**Задание:**
Ответьте по отрывку о Европе 1858 и 1901 годов на вопросы, пронумеровав ответы так же:
1. Какой город в 1858 году все еще был местом привала между Варшавой и Фландрией?
2. Чем пахло над Рейном в 1901 году?
3. На какой закон опиралась сила, господствовавшая в России?

**Отрывок из текста:**
= = = = = = =

В 1858 году североевропейская равнина и область Дуная на юге еще носили явные следы того, что по ним проходили доисторические пути из Азии к Атлантическому океану. Торговые пути шли по дорогам вторжений, и Кельн все еще был местом привала между Варшавой и Фландрией. Повсюду на севере Германии ощущалась близость России — даже больше, чем Франции. В 1901 году русский дух полностью испарился, не пахло и Францией, тем паче Англией или Америкой. Пахло только углем — угольный дух, такой же, как в Бирмингеме и Питтсбурге, царил над всем Рейном и проник уже в Пикардию — Рейн производил ту же силу, а сила эта производила таких же людей — такой же образ мышления — те же потребности и желания. Для шестидесятитрехлетнего человека, не питавшего даже надежды заработать себе на жизнь, эти три месяца воспитания и образования оказались самыми насыщенными и трудными за всю его жизнь, а Россия — самым крепким орешком из всех, какие он пытался раскусить. Но результат, каким он виделся ему из Кельна, представлялся стоящим потраченных усилий: картина прояснилась. От Хаммерфеста до Шербура на одном берегу Атлантического океана, от Галифакса до Норфолка — на другом раскинулась великая империя, и правил ею великий император — Уголь. Политические и личные амбиции могли рвать ее на части и делить на куски, но власть и империя оставались едины. Здесь воцарилось единство. А за пределами этой империи лежала Россия, где господствовала более древняя и, возможно, более надежная сила, опиравшаяся на вечный закон инерции.

= = = = = = =

**Записи данных:**
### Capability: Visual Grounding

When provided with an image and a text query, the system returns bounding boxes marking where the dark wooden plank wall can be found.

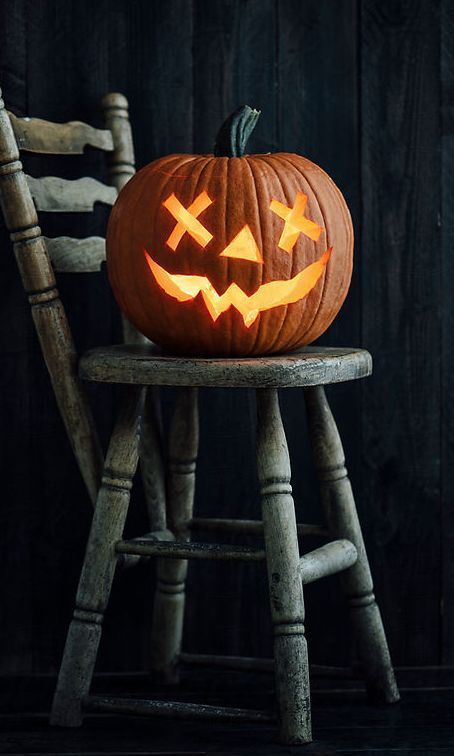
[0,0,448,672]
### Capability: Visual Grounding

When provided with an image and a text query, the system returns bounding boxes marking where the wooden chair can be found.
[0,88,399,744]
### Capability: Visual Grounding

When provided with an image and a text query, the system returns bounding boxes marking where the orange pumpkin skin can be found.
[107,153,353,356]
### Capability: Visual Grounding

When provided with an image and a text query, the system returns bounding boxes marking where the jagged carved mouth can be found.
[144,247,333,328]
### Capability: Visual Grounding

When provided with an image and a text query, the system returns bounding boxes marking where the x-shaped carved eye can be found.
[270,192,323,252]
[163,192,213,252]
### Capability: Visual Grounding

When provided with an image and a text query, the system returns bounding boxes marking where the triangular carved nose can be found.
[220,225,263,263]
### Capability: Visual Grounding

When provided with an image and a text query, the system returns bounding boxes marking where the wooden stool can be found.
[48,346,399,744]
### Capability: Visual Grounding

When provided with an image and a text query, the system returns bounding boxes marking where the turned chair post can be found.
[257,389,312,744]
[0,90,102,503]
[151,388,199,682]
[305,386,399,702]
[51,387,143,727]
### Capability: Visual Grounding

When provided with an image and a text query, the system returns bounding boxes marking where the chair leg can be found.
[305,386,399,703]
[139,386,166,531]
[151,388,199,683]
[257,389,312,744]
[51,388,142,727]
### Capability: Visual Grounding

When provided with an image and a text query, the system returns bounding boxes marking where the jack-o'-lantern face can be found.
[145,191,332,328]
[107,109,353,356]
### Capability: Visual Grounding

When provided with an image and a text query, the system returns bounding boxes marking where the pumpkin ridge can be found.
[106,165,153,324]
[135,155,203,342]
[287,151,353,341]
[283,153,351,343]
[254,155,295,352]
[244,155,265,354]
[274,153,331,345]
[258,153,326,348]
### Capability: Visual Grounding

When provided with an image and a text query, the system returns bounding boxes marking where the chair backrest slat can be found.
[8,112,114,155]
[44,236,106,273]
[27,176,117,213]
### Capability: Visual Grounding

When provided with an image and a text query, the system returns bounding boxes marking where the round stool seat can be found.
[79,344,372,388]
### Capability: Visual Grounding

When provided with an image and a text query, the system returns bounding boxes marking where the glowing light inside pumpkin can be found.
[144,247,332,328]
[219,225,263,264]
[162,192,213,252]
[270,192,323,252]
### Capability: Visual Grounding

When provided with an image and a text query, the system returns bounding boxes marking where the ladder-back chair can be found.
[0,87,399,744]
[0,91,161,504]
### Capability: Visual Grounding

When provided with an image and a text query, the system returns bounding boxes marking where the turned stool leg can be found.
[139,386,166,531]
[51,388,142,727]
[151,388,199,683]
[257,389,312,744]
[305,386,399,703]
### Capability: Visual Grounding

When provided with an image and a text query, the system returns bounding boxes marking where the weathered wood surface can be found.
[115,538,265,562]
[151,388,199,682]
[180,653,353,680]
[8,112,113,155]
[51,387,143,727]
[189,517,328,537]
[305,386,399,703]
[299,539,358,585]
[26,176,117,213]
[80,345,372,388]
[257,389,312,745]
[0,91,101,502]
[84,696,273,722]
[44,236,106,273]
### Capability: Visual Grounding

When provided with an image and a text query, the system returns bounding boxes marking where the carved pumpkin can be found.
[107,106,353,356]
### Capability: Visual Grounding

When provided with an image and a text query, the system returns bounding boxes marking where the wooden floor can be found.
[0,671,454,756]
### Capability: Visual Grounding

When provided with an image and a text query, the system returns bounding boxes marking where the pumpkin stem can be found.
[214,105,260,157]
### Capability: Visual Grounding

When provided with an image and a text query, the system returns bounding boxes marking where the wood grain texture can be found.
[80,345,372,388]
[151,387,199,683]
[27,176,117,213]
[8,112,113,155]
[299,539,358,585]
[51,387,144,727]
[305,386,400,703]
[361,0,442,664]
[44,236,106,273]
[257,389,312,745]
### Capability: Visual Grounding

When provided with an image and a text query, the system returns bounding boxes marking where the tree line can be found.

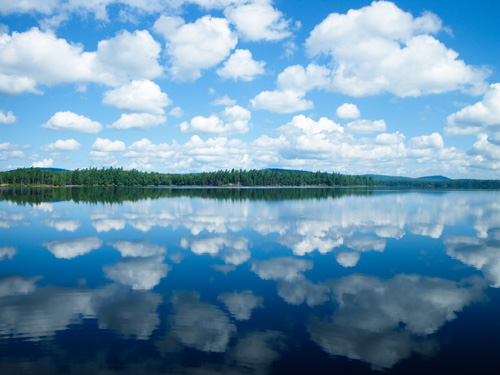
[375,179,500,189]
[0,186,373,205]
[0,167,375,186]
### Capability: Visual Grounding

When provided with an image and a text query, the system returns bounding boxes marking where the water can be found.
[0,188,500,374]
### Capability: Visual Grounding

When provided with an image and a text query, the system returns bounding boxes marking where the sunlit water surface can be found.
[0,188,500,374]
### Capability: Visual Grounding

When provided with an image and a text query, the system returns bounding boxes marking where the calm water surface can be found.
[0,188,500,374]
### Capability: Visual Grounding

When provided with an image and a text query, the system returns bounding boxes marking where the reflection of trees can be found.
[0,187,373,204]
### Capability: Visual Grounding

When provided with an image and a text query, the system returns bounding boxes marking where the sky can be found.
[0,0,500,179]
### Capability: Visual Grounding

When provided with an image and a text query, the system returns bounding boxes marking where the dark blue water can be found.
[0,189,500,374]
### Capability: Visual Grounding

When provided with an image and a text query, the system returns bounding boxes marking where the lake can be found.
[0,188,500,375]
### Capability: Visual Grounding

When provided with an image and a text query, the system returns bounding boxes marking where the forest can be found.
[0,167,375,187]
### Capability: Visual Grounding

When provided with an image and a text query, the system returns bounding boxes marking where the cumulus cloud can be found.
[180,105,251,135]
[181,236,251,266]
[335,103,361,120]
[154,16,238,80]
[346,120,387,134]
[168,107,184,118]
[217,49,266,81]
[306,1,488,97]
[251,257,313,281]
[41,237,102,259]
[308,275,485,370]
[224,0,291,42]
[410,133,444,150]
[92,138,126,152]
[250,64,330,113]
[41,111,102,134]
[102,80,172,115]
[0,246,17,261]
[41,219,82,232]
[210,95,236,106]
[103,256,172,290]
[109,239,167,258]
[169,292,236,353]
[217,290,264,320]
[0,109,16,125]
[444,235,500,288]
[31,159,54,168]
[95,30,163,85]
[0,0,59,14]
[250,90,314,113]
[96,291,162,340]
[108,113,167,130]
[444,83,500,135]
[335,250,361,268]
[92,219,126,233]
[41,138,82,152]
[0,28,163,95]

= = = = = = =

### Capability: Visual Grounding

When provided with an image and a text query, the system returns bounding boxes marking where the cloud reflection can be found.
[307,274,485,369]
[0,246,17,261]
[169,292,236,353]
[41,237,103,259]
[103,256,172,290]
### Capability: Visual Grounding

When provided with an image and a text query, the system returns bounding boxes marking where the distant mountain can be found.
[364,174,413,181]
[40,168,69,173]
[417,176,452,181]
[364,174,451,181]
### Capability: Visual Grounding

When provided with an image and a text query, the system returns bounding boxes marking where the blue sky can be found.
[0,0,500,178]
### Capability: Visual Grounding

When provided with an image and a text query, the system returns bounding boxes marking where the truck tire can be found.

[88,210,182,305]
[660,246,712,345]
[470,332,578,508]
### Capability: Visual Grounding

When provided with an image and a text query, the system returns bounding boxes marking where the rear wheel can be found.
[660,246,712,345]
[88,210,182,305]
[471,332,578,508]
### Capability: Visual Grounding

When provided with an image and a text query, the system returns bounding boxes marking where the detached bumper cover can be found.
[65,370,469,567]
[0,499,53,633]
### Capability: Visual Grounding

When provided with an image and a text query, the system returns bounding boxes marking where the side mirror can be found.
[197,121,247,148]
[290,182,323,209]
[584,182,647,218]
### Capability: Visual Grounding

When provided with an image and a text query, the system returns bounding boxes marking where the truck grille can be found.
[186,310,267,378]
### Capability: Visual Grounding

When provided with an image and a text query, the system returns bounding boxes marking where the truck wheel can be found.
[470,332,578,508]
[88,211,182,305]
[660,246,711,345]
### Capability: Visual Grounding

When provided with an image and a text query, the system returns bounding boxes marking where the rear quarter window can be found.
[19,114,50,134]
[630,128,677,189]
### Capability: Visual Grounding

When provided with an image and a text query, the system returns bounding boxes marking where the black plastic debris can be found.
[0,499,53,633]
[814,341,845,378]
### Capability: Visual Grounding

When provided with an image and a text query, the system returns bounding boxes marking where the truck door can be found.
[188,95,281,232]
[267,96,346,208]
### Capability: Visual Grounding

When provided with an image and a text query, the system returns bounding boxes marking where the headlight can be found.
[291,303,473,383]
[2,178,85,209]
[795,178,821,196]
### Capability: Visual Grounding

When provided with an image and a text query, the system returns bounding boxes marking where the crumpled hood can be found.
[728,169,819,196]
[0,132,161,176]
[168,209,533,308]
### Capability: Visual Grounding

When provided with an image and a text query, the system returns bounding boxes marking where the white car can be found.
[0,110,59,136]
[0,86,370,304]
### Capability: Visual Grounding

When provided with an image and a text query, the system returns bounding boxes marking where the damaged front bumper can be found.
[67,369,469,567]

= = = = = = =

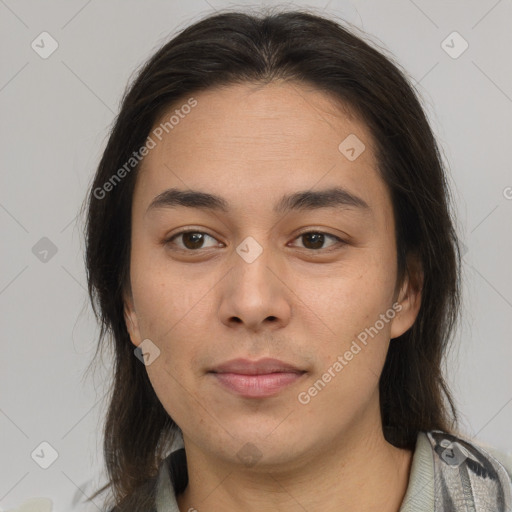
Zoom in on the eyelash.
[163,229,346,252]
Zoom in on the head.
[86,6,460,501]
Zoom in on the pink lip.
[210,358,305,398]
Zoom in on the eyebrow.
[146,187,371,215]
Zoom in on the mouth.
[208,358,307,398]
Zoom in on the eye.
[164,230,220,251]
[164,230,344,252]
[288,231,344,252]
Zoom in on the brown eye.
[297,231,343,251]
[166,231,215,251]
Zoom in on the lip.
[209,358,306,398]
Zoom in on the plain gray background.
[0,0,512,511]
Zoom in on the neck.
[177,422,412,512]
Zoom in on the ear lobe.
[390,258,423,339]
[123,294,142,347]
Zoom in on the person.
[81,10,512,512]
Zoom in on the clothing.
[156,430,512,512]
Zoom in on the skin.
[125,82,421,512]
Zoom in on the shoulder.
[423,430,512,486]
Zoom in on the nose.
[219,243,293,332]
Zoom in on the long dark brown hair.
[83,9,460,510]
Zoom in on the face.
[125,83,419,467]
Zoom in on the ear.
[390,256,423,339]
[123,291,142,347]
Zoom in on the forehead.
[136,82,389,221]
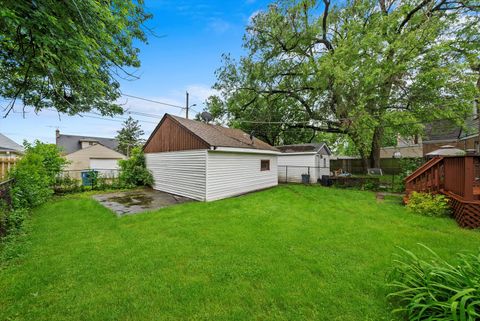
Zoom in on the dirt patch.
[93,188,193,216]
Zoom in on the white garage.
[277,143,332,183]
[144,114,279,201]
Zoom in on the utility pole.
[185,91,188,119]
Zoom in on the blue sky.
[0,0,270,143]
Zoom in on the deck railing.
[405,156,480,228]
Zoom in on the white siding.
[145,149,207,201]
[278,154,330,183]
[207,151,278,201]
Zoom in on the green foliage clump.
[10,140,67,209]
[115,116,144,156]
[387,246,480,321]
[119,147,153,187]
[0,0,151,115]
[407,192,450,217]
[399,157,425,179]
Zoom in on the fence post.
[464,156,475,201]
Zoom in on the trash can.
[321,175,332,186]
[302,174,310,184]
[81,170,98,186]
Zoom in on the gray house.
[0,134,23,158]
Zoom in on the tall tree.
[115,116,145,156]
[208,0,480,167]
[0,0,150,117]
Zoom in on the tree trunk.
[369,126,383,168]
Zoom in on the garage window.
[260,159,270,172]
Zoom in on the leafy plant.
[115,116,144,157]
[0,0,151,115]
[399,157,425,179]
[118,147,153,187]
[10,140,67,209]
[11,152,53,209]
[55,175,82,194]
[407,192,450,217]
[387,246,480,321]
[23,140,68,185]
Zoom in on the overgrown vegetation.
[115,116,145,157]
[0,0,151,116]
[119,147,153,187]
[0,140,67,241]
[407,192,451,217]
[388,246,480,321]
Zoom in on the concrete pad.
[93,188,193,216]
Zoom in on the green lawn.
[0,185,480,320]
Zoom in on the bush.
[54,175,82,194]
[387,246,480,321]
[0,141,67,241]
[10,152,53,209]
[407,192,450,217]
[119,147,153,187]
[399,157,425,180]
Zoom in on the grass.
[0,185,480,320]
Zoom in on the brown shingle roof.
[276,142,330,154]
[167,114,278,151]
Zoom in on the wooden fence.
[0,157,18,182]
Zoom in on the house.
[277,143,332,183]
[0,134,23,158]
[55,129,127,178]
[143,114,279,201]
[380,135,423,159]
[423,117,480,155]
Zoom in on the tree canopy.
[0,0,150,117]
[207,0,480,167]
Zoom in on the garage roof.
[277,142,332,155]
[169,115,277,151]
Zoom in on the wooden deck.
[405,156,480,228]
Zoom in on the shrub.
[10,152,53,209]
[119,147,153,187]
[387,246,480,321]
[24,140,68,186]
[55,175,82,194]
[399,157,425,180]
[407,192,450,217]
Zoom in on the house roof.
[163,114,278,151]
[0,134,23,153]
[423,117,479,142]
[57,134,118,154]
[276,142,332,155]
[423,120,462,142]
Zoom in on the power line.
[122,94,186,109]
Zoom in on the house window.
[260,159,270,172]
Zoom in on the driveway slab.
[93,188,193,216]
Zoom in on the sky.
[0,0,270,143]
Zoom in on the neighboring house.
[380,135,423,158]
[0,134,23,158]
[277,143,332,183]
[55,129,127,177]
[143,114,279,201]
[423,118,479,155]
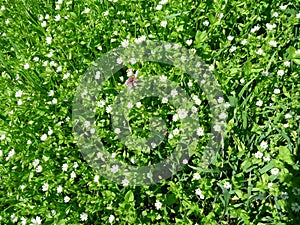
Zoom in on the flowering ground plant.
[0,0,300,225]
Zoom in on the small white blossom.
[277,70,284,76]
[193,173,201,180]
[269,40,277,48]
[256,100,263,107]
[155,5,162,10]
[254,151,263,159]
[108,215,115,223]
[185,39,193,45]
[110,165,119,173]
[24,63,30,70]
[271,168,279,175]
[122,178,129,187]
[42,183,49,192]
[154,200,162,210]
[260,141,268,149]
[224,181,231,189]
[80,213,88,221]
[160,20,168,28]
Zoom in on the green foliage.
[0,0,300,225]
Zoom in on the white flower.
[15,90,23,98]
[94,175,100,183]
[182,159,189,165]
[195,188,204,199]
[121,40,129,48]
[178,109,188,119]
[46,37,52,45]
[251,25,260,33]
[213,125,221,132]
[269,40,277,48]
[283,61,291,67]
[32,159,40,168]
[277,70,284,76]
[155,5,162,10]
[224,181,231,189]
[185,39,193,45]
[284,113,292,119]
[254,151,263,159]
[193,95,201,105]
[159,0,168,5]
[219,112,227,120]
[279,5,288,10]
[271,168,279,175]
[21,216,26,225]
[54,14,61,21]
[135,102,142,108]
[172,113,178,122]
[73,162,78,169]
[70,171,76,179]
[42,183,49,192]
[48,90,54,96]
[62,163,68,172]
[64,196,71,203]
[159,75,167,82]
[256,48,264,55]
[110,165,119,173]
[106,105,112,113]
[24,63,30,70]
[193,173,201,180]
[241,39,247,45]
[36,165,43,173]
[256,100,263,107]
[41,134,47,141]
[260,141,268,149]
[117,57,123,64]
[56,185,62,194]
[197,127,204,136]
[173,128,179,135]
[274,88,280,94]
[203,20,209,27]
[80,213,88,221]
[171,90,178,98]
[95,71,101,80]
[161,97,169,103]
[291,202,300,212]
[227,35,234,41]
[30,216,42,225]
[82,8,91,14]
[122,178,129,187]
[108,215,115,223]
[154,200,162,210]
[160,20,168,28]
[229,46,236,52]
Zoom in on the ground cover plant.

= = = = = = =

**Ответ:**
1. Кельн.
2. Углем.
3. На вечный закон инерции.